begin Data for processing
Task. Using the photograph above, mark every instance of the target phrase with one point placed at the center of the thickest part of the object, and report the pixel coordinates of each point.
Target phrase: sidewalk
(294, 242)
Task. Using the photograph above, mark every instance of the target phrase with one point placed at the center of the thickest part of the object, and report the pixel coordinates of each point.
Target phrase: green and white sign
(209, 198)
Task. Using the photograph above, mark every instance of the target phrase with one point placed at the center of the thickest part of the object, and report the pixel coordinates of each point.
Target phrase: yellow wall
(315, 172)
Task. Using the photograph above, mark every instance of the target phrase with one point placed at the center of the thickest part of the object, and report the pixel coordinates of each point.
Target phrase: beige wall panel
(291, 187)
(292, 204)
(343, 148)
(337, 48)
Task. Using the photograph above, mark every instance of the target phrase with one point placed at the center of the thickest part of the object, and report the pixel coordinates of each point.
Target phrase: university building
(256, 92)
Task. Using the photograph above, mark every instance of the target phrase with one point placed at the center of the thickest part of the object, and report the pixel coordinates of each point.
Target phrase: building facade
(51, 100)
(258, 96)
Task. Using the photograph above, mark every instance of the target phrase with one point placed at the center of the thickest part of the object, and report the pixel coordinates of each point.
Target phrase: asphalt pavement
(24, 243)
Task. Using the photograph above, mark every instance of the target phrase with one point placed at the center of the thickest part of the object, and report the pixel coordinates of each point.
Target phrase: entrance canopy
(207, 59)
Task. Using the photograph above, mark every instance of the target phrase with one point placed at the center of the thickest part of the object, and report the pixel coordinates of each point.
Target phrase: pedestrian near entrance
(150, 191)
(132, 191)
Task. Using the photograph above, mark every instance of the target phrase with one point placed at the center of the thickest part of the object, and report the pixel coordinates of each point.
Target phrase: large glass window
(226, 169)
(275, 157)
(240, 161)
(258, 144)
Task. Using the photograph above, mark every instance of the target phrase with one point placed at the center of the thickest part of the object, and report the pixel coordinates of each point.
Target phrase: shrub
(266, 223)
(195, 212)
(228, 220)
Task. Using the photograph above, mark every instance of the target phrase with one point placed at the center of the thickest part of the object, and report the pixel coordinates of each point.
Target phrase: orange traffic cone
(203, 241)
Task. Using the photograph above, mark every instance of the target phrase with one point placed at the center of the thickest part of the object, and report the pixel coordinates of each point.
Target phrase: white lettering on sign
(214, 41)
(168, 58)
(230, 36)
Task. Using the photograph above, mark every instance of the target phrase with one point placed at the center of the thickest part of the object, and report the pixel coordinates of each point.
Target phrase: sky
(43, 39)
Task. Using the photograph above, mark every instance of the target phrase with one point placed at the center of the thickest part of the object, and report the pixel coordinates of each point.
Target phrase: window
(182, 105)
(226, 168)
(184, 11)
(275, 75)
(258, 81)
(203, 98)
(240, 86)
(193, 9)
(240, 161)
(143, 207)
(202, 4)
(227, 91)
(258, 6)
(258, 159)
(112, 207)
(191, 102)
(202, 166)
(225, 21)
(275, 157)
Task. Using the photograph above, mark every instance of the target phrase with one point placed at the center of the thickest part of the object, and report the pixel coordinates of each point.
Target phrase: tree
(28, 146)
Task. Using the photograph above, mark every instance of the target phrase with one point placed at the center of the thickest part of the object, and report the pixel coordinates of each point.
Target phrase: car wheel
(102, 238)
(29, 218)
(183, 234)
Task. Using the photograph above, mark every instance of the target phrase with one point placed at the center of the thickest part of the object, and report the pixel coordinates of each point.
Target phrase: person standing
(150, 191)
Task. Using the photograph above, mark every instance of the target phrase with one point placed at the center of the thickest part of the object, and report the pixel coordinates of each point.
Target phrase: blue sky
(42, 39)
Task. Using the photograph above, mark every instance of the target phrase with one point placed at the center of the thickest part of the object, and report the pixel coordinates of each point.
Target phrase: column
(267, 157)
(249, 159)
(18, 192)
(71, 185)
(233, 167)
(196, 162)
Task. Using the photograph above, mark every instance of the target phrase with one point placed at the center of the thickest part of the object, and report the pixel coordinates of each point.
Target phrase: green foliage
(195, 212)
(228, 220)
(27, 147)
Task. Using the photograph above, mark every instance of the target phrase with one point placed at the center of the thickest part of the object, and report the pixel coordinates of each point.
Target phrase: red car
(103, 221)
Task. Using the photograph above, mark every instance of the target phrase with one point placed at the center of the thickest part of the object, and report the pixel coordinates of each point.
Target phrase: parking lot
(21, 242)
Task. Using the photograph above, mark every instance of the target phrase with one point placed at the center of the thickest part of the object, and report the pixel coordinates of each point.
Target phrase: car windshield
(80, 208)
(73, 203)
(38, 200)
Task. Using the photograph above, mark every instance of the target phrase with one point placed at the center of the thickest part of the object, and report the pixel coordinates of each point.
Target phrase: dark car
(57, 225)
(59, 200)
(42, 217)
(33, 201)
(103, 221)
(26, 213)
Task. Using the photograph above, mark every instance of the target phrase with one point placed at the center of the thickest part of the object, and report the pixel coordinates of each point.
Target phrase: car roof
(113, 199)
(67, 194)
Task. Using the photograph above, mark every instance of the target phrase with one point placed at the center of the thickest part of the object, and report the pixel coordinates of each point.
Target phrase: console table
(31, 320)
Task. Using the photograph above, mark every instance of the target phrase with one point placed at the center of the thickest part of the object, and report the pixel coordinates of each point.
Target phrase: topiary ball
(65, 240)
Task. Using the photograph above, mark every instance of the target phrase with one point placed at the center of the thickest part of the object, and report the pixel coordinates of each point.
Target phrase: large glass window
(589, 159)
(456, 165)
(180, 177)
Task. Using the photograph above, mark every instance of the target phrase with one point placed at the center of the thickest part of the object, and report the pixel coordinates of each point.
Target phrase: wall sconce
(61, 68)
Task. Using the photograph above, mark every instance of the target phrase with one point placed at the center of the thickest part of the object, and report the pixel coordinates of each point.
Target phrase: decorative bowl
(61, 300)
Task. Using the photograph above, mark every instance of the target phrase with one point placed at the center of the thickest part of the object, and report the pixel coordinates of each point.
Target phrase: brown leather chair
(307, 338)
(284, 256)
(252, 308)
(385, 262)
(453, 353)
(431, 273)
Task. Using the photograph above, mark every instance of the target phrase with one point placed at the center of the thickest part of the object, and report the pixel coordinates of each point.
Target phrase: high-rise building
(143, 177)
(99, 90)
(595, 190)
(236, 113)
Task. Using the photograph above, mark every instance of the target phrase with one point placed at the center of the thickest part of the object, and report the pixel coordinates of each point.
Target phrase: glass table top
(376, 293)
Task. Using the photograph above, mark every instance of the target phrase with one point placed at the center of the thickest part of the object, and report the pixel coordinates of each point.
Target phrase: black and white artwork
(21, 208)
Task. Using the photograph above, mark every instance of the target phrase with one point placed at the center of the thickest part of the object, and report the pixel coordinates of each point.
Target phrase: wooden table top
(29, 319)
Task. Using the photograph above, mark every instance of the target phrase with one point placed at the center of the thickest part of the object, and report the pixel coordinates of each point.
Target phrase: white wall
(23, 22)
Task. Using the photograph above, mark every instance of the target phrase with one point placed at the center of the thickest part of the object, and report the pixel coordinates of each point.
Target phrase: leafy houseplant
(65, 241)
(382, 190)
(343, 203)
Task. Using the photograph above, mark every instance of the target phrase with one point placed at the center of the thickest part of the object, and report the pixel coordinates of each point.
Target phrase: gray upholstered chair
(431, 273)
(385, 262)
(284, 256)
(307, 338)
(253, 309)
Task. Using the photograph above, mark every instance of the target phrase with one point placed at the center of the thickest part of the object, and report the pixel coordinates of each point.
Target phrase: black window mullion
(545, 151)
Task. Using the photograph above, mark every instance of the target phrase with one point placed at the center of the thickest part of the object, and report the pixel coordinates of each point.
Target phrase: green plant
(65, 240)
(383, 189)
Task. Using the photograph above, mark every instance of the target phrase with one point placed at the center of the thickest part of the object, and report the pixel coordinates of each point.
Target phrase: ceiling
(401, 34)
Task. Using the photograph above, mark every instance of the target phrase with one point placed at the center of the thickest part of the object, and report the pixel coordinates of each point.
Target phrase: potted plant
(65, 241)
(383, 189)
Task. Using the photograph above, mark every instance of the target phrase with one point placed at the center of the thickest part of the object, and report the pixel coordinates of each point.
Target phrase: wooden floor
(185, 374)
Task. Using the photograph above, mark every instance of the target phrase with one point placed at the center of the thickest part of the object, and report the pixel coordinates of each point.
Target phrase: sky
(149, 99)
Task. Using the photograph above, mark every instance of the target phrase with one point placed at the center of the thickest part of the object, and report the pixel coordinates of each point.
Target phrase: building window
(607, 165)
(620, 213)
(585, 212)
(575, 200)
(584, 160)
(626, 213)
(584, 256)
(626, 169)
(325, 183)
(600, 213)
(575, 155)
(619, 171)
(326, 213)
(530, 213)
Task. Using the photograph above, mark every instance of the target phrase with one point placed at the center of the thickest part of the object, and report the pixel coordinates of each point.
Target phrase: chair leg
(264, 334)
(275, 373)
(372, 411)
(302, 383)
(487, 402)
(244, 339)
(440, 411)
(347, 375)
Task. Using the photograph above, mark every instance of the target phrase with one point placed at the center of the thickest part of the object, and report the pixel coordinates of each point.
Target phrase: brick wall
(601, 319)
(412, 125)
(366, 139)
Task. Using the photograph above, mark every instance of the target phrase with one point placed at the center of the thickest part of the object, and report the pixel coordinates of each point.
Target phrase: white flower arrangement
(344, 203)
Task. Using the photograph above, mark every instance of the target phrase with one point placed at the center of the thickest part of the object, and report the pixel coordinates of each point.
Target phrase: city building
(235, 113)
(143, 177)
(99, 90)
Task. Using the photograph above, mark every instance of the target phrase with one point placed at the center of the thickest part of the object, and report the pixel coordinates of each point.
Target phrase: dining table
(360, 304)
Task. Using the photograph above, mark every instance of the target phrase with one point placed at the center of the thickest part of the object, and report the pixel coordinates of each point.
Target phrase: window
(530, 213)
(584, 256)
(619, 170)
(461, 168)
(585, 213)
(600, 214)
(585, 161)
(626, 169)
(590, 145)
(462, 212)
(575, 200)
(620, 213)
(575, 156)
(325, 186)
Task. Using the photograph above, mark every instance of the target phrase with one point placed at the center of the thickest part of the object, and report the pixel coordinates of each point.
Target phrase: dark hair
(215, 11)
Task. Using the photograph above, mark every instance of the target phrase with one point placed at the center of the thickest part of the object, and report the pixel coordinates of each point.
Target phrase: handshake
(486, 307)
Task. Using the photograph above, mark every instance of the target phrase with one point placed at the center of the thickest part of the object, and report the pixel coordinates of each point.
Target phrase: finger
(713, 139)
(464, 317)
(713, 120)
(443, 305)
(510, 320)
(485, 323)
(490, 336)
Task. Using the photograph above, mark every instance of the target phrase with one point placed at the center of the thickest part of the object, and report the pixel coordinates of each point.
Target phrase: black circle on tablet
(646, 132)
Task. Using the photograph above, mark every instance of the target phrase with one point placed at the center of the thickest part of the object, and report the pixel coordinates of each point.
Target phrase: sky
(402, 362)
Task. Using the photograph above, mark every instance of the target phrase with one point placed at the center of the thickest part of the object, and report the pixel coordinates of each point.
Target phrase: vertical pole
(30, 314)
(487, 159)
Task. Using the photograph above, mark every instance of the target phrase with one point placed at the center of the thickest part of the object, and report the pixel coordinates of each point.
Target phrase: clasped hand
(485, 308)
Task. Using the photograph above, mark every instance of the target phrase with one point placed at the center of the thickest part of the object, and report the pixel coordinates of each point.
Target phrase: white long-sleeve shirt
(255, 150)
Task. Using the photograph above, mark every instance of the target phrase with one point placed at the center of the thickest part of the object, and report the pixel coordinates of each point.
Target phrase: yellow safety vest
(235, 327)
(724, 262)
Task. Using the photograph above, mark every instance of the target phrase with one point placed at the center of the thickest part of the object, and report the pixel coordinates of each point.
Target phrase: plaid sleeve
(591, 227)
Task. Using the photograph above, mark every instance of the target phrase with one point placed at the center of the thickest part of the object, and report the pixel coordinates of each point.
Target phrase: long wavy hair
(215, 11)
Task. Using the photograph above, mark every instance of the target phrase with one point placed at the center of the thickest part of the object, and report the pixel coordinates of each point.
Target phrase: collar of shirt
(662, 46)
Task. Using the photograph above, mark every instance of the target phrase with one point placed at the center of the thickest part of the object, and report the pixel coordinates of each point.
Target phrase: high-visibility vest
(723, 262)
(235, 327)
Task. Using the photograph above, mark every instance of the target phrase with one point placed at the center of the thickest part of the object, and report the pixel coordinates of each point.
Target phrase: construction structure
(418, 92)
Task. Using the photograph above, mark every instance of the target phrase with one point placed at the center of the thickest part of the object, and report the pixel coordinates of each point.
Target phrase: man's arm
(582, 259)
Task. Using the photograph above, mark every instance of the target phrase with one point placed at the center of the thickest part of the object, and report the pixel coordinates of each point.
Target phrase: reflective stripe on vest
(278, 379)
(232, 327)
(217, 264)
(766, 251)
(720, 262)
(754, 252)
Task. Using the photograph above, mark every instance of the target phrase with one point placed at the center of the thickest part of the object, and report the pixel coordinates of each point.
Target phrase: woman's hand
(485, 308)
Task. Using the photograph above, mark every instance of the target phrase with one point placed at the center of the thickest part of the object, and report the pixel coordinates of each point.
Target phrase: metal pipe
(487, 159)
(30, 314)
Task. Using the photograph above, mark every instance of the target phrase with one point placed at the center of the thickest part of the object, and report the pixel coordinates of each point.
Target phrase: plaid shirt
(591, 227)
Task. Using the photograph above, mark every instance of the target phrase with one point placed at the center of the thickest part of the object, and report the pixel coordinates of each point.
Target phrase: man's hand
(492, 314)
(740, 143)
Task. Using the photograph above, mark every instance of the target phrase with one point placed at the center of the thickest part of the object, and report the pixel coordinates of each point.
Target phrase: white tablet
end Data for processing
> **Written problem**: Copy every line from the records above that contains the word "yellow".

> **Exercise output**:
Target phrase: yellow wall
Target phrase: yellow safety vest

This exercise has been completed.